Consignes -
(a) Recopiez le passage de l’extrait sur le portage salarial, depuis « Mais cette nouvelle » jusqu’à « pour la retraite. » inclus.
(b) Pour chaque affirmation, dites par oui ou non si elle concorde avec l’extrait sur le portage salarial, et citez les mots du texte qui tranchent : (i) Ventoris a été placée en liquidation judiciaire par le tribunal de commerce de Bordeaux. (ii) Le portage salarial est né dans les années 90. (iii) Franck Marcq a créé le groupe après l’encadrement juridique du dispositif.

++++ Extrait du document ++++

Ces dernières semaines, le secteur du portage salarial a été pas mal secoué. Par l’annonce de la mise en redressement judiciaire de Ventoris, acteur historique du portage (Franck Marcq a créé le groupe en 2007 bien avant l’encadrement juridique du dispositif) puis par sa liquidation judiciaire prononcée le 30 juin dernier par le tribunal de commerce de Bordeaux.
Rassurez vous, on ne va pas sombrer dans le catastrophisme dans cet article. On le sait, les défaillances d’entreprises font partie de la vie économique (41 316 défaillances au total en France en 2022, 22 757 de janvier à mai 2023).
Mais cette nouvelle nous a donné envie d’aller plus loin dans l’analyse d’un marché qu’on connait bien. Après avoir échangé avec de nombreux dirigeants d’EPS, on partage humblement avec vous les grandes tendances du secteur.
Une concurrence accrue, des marges qui s’effritent
Avant d’entrer dans le vif du sujet, arrêtons-nous un bref instant sur l’histoire du portage. Vous ne le savez peut-être pas, mais ce dispositif est né dans les années 80. Deux associations d’anciens cadres imaginent un moyen permettant à leurs adhérents, des cadres seniors qui peinent à retrouver un emploi en CDI, de réaliser des missions en freelance tout en bénéficiant du statut de salariés. A l’époque, leur principal besoin est d’assurer une continuité de régime avec le régime général pour la retraite.

++++ Entrées extraites ++++

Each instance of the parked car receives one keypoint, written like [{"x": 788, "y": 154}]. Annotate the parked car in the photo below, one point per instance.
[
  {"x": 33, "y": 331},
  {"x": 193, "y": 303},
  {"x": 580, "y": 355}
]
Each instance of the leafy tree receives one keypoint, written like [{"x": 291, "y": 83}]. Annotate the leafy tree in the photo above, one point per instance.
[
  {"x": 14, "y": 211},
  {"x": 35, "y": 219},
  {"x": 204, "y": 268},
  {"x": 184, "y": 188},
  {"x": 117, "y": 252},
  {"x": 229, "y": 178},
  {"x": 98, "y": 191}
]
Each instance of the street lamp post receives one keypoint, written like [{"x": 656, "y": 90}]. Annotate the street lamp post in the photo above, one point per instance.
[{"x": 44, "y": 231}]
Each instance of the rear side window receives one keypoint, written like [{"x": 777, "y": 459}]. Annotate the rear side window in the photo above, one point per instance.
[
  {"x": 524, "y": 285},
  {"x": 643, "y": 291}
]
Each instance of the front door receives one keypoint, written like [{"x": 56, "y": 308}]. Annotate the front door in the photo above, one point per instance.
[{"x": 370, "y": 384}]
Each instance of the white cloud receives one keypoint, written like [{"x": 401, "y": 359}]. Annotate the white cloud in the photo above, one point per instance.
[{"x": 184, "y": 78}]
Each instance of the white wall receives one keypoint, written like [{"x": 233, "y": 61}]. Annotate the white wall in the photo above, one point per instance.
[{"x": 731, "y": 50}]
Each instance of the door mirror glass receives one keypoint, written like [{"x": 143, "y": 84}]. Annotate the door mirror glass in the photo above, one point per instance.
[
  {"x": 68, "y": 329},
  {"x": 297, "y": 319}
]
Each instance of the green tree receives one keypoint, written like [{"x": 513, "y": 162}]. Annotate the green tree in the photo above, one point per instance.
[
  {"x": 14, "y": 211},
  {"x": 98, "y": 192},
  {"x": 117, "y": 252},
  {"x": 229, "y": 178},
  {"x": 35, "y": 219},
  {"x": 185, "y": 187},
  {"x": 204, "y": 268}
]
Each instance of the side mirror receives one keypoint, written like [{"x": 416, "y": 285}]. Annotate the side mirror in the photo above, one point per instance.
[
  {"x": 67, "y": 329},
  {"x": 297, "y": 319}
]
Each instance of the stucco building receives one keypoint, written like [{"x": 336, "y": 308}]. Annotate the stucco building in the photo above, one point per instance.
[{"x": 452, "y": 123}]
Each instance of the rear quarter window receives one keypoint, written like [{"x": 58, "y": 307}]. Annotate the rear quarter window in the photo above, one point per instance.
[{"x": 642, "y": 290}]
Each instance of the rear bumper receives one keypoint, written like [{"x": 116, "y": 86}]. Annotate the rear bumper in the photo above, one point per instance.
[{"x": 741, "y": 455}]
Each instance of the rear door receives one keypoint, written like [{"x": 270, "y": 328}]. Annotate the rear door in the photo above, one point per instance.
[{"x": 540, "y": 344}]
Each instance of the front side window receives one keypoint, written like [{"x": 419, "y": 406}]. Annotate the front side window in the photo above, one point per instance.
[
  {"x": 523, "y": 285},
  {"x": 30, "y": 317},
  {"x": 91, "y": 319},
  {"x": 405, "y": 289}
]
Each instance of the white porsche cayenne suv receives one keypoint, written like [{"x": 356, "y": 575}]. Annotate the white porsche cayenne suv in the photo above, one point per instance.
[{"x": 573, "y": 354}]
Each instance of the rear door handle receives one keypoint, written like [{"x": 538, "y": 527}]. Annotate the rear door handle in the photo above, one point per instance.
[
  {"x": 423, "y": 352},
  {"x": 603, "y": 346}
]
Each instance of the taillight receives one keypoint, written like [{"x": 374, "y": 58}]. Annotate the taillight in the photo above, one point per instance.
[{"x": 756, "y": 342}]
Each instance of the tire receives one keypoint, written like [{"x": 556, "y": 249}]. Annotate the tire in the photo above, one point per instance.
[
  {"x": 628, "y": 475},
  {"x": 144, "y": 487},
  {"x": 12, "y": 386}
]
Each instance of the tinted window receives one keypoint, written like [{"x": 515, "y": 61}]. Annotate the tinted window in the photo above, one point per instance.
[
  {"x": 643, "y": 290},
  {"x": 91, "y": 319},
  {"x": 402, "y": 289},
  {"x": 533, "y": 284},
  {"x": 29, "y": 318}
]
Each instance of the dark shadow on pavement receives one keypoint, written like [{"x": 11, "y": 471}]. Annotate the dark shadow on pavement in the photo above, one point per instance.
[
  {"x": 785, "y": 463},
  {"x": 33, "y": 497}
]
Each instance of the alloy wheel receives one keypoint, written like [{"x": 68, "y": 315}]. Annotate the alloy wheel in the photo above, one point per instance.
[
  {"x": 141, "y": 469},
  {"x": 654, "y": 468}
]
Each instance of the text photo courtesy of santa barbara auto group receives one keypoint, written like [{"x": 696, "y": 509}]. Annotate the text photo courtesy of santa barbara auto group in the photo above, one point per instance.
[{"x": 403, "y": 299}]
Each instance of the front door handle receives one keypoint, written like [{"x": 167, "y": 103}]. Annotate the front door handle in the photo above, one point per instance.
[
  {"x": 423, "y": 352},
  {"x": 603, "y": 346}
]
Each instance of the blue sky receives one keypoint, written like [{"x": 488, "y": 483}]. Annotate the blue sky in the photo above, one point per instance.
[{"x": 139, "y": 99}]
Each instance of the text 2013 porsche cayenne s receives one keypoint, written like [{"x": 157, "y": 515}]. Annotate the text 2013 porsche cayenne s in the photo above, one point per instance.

++++

Réponses attendues -
(a)
Mais cette nouvelle nous a donné envie d’aller plus loin dans l’analyse d’un marché qu’on connait bien. Après avoir échangé avec de nombreux dirigeants d’EPS, on partage humblement avec vous les grandes tendances du secteur.
Une concurrence accrue, des marges qui s’effritent
Avant d’entrer dans le vif du sujet, arrêtons-nous un bref instant sur l’histoire du portage. Vous ne le savez peut-être pas, mais ce dispositif est né dans les années 80. Deux associations d’anciens cadres imaginent un moyen permettant à leurs adhérents, des cadres seniors qui peinent à retrouver un emploi en CDI, de réaliser des missions en freelance tout en bénéficiant du statut de salariés. A l’époque, leur principal besoin est d’assurer une continuité de régime avec le régime général pour la retraite.

(b)
(i) Oui : « sa liquidation judiciaire prononcée le 30 juin dernier par le tribunal de commerce de Bordeaux »
(ii) Non : « ce dispositif est né dans les années 80 »
(iii) Non : « Franck Marcq a créé le groupe en 2007 bien avant l’encadrement juridique du dispositif »